(Recorded data)
● ● ● ●

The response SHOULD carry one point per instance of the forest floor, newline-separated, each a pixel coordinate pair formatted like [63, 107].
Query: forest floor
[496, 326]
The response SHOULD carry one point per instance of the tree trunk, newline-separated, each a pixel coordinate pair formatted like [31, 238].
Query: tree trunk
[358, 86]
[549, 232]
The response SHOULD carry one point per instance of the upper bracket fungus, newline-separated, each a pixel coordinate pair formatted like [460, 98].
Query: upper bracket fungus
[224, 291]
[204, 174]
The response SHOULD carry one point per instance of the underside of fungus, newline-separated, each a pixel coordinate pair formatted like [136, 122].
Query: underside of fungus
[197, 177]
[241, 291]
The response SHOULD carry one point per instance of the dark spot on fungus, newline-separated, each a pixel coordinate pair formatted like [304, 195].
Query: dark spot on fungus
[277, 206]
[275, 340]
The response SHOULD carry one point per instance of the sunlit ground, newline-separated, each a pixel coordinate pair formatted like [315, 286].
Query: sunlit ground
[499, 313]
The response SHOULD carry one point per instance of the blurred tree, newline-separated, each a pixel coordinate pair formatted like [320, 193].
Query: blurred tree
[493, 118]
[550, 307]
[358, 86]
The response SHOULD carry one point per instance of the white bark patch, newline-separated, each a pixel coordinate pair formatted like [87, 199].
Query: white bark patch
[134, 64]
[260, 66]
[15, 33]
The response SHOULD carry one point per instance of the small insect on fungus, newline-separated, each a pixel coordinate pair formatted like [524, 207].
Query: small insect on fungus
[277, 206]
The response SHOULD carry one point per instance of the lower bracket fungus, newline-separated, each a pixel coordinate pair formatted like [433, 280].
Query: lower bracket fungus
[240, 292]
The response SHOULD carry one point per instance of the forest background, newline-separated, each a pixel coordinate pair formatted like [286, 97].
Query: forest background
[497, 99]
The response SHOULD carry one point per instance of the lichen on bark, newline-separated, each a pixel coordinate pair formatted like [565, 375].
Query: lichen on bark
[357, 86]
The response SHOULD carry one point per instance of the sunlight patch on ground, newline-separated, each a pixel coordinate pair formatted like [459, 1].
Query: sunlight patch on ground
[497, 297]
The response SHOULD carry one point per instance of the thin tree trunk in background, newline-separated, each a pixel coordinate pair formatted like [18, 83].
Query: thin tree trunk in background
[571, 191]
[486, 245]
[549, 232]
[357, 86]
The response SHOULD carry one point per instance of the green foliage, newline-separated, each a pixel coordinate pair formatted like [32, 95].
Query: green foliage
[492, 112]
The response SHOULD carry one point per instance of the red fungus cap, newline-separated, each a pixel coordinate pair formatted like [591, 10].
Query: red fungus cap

● ● ● ●

## Your instructions:
Reproduce word for word the records from the line containing "The response SHOULD carry one point per instance of the red" through the end of the records, including both the first and the last line.

## Answer for this exercise:
The response SHOULD carry one point per instance of the red fungus cap, newline-separated, each a pixel coordinate pair formatted like [591, 10].
Query: red fungus cap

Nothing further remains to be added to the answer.